▸ **INPUT MATERIAL**
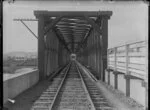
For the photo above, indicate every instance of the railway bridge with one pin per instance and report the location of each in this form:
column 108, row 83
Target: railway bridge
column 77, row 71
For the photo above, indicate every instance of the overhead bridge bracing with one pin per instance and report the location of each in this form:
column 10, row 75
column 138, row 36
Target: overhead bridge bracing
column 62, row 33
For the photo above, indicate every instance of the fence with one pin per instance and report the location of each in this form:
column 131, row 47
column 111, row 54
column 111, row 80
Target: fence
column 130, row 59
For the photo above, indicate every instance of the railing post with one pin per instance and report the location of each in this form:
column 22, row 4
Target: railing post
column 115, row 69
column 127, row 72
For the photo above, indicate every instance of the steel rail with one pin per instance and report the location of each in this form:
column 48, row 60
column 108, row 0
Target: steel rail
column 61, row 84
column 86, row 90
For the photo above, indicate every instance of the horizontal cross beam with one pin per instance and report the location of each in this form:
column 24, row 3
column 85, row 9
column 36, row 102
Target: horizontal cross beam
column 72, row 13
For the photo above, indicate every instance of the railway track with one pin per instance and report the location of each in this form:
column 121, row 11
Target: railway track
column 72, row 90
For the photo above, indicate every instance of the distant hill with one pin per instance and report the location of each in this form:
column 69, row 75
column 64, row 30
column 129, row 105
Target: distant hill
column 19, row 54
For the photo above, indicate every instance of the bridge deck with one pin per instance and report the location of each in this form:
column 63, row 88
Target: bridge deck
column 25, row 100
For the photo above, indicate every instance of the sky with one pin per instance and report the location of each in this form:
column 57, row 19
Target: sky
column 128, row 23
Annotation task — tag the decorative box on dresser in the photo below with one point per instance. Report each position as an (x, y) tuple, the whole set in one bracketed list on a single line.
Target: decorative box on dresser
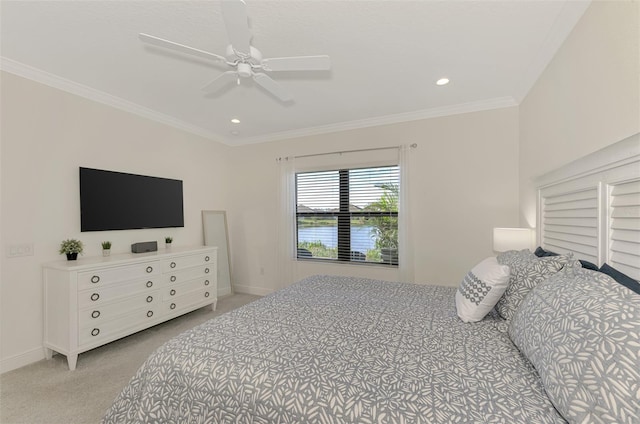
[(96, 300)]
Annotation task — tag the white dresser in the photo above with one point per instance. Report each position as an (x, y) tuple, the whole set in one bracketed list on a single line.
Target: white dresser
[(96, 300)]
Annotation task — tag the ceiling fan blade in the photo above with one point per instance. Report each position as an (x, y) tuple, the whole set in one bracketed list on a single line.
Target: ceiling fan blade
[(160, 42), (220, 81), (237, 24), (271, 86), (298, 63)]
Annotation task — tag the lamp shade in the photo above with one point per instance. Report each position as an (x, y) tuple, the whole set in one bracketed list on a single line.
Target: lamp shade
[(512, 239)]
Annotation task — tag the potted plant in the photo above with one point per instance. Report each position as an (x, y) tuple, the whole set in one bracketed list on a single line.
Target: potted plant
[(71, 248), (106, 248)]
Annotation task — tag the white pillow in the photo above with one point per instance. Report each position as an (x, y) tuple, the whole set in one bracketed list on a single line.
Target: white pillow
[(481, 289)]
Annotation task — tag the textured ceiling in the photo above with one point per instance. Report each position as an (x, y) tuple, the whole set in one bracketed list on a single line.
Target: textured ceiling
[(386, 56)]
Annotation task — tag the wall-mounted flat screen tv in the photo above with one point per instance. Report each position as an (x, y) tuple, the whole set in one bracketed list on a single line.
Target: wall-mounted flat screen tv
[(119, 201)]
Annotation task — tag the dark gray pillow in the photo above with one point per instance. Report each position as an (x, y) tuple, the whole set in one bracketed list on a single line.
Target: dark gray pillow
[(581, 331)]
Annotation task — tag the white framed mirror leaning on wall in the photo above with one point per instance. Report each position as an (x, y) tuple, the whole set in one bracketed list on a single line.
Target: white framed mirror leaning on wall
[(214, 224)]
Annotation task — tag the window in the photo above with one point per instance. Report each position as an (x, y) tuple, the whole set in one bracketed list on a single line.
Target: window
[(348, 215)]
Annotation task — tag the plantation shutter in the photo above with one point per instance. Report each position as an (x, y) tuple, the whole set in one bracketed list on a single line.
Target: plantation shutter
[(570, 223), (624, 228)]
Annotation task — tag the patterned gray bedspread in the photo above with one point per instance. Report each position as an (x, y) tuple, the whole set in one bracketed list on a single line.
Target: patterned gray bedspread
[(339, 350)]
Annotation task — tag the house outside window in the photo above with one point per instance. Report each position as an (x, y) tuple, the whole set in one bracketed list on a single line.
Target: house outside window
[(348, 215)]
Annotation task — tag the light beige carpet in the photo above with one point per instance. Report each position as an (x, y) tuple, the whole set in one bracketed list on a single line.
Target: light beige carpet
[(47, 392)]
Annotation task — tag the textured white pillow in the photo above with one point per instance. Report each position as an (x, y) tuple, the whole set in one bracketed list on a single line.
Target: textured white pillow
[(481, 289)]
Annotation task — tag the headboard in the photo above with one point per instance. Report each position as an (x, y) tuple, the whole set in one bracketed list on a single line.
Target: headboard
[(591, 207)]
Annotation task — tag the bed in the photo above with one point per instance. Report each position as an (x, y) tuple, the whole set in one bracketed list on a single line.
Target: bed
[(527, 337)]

▸ **WRITTEN REQUEST**
Copy the whole listing above word for word, leaving out the pictures.

▸ **FULL OUTPUT**
For the photo above, indicate every instance of the railway bridge with one pin per instance and report the location of each in this form:
column 108, row 83
Target: railway bridge
column 77, row 71
For the photo above, indicate every instance of the overhead bridge bracing with one pin per instance and report the location of each in this form:
column 10, row 75
column 138, row 36
Target: overhead bridge bracing
column 62, row 33
For the photo above, indicate every instance of the fence with one pin per instance and report the location of each in this form:
column 131, row 47
column 111, row 54
column 111, row 80
Target: fence
column 130, row 59
For the photo above, indicate every instance of the railing post with one pin per instance and report the location of each in this form:
column 22, row 4
Target: railing post
column 115, row 69
column 127, row 72
For the photo above, indicate every instance of the steel rail with one pin per instance and report the location of each in this form:
column 48, row 60
column 108, row 0
Target: steel rail
column 61, row 84
column 86, row 90
For the photo above, indicate every instance of the horizontal cross beam with one pin per instance and report the location of each in this form:
column 24, row 3
column 85, row 9
column 36, row 102
Target: horizontal cross beam
column 72, row 13
For the photo above, indicate every instance of the railway track with one pin per instance and report the location of each in this form:
column 121, row 11
Target: railway track
column 72, row 90
For the photo above, indicate every instance of the distant hill with one pin per instance and report the location of each in this form:
column 69, row 75
column 64, row 30
column 129, row 105
Target: distant hill
column 19, row 54
For the photo above, indicate every instance of the bridge deck with one pin per instance and report the location of each in this form:
column 63, row 88
Target: bridge deck
column 25, row 100
For the photo above, indicate every instance of the sky with one pin per instance and report the location of each in this form:
column 57, row 19
Target: sky
column 128, row 23
Annotation task — tag the decorative box on dresser in the photo below with one point per instance. Report each position as an (x, y) tuple, the whole set in one bracketed list on a single line.
Target: decorative box on dresser
[(96, 300)]
Annotation task — tag the white dresser in the photo above with one point per instance. Report each position as an (x, y) tuple, the whole set in one bracketed list on a single line.
Target: white dresser
[(96, 300)]
Annotation task — tag the ceiling fan blade in the photo above with one point per instance. Report each position as an (x, y) tuple, the whole set in one bracketed list on a single line.
Target: ceiling fan blade
[(160, 42), (220, 81), (237, 24), (271, 86), (298, 63)]
Annotation task — tag the lamp shade in the photo above with one point per instance. Report each position as an (x, y) tuple, the whole set in one bracketed list on a single line.
Target: lamp shade
[(512, 239)]
Annotation task — tag the potted plant in the photo above with one point per instance. Report each position as an (x, y) tuple, the whole set in one bracketed list on a single line.
Target: potted plant
[(71, 248), (106, 248)]
Annotation task — tag the white pillow in the photo above with one point per instance. Report each position as an (x, y) tuple, the whole set in one bracketed list on a single line.
Target: white pillow
[(481, 289)]
Annotation task — tag the textured ceiling in the photo above with one point per instance. Report each position as an (x, y) tuple, the whole set in one bracketed list on a single line.
Target: textured ceiling
[(386, 56)]
Annotation task — tag the wall-mounted flat screen tv in the photo above with one point per instance. Report each position as an (x, y) tuple, the whole set in one bracketed list on a single line.
Target: wall-mounted flat screen tv
[(119, 201)]
Annotation task — tag the dark gray pillow in the photo above with one point per instance. Report each position as an (x, y) tuple, the whole set in one bracketed list on a single line.
Target: dark gray pillow
[(581, 331)]
Annotation task — tag the white framed mirror leaning on wall in the photo above with one point per instance. Report each position as an (x, y) tuple, the whole set in one bracketed list on a single line.
Target: white framed mirror leaning on wall
[(214, 224)]
Annotation task — tag the window in the photo above with one point per instance. Report each position as an (x, y) tuple, the whole set in one bracketed list on a single line.
Target: window
[(348, 215)]
Annotation task — tag the plantation shutter in the photo above with one point per instance. Report each position as an (x, y) tuple, the whole set in one bracketed list on a single line.
Target: plantation shutter
[(570, 223), (624, 228)]
Annotation task — tag the patterned gray bedspread in the photo above with one point per instance. Report each position as an (x, y) tuple, the whole set in one bracketed list on a single line.
Target: patterned gray bedspread
[(339, 350)]
Annotation task — tag the house outside window in the photo above with one point per instance. Report each position as an (x, y) tuple, the whole set in one bracketed list on a single line.
Target: house outside window
[(348, 215)]
Annotation task — tag the light beige carpet in the photo above with one point per instance. Report each position as an (x, y) tuple, the whole set in one bracketed list on a single line.
Target: light beige carpet
[(47, 392)]
Annotation task — tag the textured white pillow in the photo above with one point per instance. Report each position as an (x, y) tuple, the whole set in one bracketed list on a single line.
Target: textured white pillow
[(481, 289)]
Annotation task — tag the headboard in the photo above with one point per instance. Report each position as an (x, y) tuple, the whole set in one bracketed list on a single line.
Target: headboard
[(591, 207)]
Annotation task — tag the bed in the photo above with one point per instance. Report each position as an (x, y) tuple, the whole set in one bracketed list on a single line.
Target: bed
[(527, 337)]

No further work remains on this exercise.